Caveat: revoking sessions does not stop a tenant-level token-issuance abuse (the Actor-token class). If that vector is suspected, remediation has to happen at the tenant configuration and legacy-API level, not at the user-session level.

Goal: remove every backdoor the attacker planted so that revoking sessions actually ends the access. This is the phase teams skip, and it is why IdP intrusions recur within days. An attacker who held the directory does not rely on the account you just reset — they leave self-service re-entry.

Hunt and remove, in priority order:

• Rogue federation. A new federated identity provider or domain federation lets the attacker mint their own valid tokens. Scattered Spider specifically adds a federated IdP and activates account linking to elevate inside the SSO tenant. Review every trust relationship; remove any added during the window.
• App registrations and service principals. Enumerate apps with client secrets or certificates added during the window. A service principal with its own credential is a non-human backdoor that survives every user reset.
• Illicit OAuth consent grants. Hunt newly consented applications, especially high-privilege Graph/API scopes granted to attacker-controlled apps.

_What is asked_.
• A. Reproduce the passage on removing identity-provider backdoors between "Hunt and remove, in" and "every user reset.", inclusive.
• B. Continue the passage on removing identity-provider backdoors from the point at which it stops.
The data that comes after this passage has no connection to it.

_Data block_.
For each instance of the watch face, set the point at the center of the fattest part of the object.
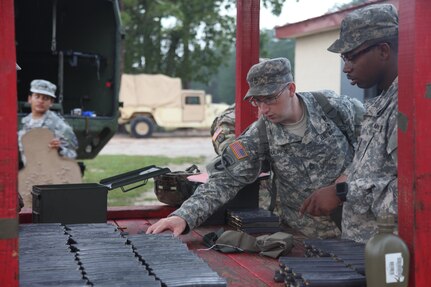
(341, 190)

_Responses by task_.
• A.
Hunt and remove, in priority order:

• Rogue federation. A new federated identity provider or domain federation lets the attacker mint their own valid tokens. Scattered Spider specifically adds a federated IdP and activates account linking to elevate inside the SSO tenant. Review every trust relationship; remove any added during the window.
• App registrations and service principals. Enumerate apps with client secrets or certificates added during the window. A service principal with its own credential is a non-human backdoor that survives every user reset.

• B.
• Policy weakening. Diff Conditional Access / sign-on policies — look for new MFA exclusions, trusted-location additions, or disabled policies.
• New privileged identities. New Global Admins, new PIM-eligible role assignments, abused break-glass accounts, new B2B/guest invitations.
• Mailbox persistence (where the compromise pivoted to mail): inbox rules, forwarding, delegate grants.

Rotate everything the attacker could have reached: admin credentials, application client secrets and certificates, token-signing certificates (ADFS), and API tokens (Okta). A secret that was readable during dwell is a compromised secret.

Goal: confirm eradication, restore normal operations under tightened controls, and close the regulatory loop.

• Confirm eradication by configuration diff. Compare federation, app, service-principal, role, and policy state against a known-good baseline. If you cannot produce a known-good baseline, that gap is itself a finding for the lessons-learned.
• Rotate downstream secrets. Application secrets, keys, and tokens reachable *through* the IdP during dwell must be rotated even if you have no direct evidence they were taken — the attacker had the means.
• Restore help-desk flows under tightened verification. Re-enable resets only with the hardened identity-proofing you stood up in Phase A made permanent.
• Finalise the notification reports. Assess what personal data was accessible to scope the breach, and file or update the DORA / NIS2 / GDPR submissions from the single evidence base.
• Lessons learned and controls: mandate phishing-resistant MFA, harden help-desk identity proofing, alert on every federation/app-registration/consent change, enforce least-privilege admin with PIM, and turn on Continuous Access Evaluation. Then rehearse the scenario as a tabletop so the next response is muscle memory.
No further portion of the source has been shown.